◆ Exercise task
According to the passage below on the belt's reinforcing structure, how thick must the reinforcing structure be at minimum relative to one yarn diameter D?

◆ Source text
+++

To determine whether or not the top dead center longitudes TDC of the yarns 120, 122 remains within 1.0 or 1.5 yarn diameters D of the top plane 46 an imaginary cutting plane 1.0 or 1.5 yarn diameters D is drawn parallel to the top plane 46 (and disposed towards the backside 42 of the reinforcing structure 12).
The top dead center longitudes TDC of yarns 120, 122 which form knuckles 48 defining the top plane 46 are considered to remain within 1.0 or 1.5 yarn diameters D of the top plane 46 if such top dead center longitudes TDC do not intercept the respective imaginary cutting plane.
In accordance with the present invention, the yarns 120, 122 of the first layer 16 may be interwoven in a weave of N over and N under, where N equals a positive integer, 1, 2, 3 . . . . A preferred weave of N over and N under is a square weave having N equal to 1.
Another preferred weave is an N over, 1 under weave, etc., so long as the yarns 120, 122 of the first layer 16 cross over the respective interwoven yarns 122, 120 of the first layer 16, such that such yarns 120, 122 are on the top dead center longitude TDC of the first layer 16, more than on the backside of the first layer 16. For N greater than 1, preferably the N over yarns 120, 122 are cross-machine direction yarns 122, in order to maximize fiber support.
Also, the reinforcing structure 12 of the belt 10 according to the present invention has a thickness t at least 2.5 times as great as one yarn diameter D, as defined above, and more preferably at least 3.0 times as great as one yarn diameter D. Such a thickness t is important in providing sufficient belt 10 rigidity, so that belt 10 life is not unduly compromised.

+++

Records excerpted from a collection
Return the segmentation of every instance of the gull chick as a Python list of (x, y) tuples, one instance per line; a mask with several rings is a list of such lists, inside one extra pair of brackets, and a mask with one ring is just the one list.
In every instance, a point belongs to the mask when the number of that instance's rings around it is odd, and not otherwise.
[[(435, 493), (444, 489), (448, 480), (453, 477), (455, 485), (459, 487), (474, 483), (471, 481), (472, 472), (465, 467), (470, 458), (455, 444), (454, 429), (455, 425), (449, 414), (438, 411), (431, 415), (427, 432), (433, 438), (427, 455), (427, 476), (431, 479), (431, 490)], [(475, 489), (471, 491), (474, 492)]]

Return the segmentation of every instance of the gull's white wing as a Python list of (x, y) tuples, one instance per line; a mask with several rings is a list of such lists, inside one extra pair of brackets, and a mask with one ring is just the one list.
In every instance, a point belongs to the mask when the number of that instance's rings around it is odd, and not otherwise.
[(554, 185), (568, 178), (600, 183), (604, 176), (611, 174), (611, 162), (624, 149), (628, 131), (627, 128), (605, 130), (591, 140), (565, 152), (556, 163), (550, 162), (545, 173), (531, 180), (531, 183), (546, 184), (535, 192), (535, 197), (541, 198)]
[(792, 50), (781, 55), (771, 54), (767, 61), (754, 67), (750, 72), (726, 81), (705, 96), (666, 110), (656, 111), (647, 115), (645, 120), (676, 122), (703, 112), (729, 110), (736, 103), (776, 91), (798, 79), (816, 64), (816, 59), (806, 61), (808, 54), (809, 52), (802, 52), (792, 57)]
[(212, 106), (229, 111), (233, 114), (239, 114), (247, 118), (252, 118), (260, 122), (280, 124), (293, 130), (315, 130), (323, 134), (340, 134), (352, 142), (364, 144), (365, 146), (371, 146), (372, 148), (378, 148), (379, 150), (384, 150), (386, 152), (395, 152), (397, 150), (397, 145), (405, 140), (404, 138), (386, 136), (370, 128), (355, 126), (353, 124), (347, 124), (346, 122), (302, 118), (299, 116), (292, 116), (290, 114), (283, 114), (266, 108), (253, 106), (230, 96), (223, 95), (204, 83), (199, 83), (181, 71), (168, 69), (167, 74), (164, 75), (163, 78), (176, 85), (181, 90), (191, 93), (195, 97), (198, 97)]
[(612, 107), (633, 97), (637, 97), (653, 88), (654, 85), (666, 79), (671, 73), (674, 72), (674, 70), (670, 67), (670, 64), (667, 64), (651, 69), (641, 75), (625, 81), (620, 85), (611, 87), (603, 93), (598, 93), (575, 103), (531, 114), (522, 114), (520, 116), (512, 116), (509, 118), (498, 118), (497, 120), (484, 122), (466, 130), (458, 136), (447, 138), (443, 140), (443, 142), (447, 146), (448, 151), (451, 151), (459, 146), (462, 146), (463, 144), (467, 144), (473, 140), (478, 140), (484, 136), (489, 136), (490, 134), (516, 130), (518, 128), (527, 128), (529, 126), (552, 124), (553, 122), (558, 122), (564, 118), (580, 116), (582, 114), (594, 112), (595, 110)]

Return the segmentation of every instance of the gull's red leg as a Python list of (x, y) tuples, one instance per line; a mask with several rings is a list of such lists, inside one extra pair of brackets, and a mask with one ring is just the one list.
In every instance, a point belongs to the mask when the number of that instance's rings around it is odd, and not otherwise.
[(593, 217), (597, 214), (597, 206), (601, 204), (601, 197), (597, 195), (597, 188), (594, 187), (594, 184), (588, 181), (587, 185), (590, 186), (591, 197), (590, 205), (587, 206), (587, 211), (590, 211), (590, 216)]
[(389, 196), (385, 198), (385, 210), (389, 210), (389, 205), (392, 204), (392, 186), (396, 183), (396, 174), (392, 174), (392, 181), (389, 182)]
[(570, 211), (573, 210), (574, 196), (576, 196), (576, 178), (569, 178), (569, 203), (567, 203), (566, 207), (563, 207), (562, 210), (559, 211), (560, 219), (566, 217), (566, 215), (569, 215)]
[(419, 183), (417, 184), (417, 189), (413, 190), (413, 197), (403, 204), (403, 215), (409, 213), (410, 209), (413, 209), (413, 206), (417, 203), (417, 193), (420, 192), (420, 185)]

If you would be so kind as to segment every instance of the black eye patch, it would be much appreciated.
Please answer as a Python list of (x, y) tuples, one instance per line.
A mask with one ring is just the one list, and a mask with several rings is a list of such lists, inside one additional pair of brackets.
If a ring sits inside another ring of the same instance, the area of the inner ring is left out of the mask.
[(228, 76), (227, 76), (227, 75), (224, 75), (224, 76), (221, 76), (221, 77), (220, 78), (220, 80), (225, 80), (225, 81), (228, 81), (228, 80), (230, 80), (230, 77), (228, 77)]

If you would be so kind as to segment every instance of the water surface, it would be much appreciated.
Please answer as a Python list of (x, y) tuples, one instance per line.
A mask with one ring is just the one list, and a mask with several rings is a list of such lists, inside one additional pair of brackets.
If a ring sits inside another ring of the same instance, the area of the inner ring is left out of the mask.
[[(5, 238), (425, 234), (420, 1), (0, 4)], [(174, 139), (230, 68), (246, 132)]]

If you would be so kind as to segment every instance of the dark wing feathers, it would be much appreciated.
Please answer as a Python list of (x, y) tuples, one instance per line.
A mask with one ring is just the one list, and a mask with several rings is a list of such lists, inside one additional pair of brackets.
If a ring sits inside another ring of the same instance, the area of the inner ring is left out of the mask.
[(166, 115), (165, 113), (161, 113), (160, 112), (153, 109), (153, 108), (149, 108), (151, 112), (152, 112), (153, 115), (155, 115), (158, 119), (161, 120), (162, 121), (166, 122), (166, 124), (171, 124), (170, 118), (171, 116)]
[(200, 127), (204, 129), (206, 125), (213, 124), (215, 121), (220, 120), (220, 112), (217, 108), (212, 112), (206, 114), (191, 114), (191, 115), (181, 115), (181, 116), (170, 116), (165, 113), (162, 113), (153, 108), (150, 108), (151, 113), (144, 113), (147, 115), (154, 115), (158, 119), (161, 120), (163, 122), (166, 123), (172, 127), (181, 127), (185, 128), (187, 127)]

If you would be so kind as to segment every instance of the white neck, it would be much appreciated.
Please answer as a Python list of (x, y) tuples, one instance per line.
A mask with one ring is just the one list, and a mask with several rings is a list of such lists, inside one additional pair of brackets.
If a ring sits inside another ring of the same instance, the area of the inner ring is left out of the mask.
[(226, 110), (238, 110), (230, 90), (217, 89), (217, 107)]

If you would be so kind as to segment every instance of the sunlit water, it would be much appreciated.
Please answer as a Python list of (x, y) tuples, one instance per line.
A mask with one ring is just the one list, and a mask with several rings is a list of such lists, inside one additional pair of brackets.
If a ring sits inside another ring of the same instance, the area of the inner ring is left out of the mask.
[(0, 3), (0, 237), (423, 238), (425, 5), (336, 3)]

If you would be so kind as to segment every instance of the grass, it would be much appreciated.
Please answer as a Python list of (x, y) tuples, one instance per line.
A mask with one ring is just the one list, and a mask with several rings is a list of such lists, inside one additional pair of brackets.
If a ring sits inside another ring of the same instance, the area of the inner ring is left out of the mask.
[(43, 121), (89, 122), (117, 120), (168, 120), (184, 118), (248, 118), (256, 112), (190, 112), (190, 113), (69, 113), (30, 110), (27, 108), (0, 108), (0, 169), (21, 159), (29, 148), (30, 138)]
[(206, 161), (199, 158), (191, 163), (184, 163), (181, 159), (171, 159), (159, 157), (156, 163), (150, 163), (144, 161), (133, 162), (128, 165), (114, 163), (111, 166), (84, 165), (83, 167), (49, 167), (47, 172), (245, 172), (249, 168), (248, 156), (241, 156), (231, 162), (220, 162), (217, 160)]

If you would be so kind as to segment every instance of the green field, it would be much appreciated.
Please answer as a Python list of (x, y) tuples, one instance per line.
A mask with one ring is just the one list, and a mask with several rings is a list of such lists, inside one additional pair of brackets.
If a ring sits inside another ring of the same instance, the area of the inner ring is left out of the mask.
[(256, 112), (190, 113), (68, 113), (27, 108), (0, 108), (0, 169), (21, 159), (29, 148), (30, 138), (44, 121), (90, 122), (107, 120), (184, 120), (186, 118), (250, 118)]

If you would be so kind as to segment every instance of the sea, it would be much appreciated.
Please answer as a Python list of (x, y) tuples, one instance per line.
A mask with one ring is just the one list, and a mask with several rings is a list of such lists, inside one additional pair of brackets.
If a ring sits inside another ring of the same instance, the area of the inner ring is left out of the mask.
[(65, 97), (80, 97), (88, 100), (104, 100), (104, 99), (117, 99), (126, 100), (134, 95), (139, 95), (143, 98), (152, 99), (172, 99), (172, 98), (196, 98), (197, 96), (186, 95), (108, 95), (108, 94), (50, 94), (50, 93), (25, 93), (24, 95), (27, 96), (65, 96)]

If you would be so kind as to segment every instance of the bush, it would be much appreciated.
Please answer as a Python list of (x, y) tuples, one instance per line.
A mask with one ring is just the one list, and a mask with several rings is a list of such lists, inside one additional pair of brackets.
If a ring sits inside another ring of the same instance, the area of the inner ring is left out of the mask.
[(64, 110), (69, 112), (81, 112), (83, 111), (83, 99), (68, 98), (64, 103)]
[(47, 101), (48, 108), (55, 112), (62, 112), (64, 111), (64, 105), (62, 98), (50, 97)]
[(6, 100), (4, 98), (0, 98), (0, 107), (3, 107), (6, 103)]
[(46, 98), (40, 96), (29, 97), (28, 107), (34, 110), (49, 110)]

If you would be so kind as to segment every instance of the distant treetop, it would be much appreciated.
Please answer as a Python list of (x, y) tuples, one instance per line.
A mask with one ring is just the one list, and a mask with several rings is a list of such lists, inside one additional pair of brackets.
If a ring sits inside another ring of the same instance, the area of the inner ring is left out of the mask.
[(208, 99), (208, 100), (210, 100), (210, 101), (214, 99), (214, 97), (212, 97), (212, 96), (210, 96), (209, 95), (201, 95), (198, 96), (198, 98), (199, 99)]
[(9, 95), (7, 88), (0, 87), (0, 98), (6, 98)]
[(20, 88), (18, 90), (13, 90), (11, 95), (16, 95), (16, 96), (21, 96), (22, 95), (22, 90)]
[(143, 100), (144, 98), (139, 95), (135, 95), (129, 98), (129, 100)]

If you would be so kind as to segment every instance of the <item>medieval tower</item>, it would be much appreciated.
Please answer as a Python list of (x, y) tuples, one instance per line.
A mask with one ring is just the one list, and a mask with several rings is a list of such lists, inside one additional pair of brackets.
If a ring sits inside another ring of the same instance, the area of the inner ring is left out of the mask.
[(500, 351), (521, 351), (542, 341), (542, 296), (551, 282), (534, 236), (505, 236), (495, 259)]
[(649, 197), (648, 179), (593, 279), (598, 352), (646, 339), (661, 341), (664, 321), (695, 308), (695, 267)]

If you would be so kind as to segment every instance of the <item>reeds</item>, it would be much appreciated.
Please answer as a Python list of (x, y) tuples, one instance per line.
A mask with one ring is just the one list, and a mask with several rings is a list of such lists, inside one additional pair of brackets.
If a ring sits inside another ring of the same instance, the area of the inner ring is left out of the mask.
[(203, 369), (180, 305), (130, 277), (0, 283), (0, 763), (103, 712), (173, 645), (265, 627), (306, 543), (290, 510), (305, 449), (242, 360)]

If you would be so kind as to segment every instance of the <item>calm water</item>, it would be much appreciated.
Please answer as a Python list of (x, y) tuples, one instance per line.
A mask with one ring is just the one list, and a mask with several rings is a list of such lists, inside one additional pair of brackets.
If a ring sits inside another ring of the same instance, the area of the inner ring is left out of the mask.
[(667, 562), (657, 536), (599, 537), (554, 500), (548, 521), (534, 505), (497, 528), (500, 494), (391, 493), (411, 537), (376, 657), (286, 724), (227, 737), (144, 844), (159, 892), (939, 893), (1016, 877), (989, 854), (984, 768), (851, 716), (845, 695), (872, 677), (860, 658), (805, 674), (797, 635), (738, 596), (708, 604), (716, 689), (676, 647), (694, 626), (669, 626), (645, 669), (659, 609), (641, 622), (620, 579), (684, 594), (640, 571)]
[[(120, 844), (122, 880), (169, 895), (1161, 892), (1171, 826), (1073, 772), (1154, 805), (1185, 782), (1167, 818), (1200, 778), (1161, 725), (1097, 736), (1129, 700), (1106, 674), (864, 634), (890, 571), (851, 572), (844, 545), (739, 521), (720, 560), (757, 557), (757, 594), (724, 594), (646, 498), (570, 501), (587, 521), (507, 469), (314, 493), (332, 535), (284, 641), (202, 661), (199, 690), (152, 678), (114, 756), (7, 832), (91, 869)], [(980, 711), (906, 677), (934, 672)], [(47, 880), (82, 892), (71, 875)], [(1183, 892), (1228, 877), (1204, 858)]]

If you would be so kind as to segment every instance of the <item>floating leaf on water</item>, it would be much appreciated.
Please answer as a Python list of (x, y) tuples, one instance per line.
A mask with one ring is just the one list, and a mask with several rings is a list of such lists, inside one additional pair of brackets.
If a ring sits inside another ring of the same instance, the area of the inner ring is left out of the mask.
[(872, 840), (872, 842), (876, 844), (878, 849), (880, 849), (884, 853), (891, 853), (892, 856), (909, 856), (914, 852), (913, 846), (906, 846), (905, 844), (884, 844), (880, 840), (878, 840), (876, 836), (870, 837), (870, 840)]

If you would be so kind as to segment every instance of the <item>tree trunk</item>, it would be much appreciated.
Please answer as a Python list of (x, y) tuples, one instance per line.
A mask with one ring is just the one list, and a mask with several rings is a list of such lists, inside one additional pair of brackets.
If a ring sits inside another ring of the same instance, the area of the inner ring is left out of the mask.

+++

◆ Response
At least 2.5 times one yarn diameter D, and more preferably at least 3.0 times.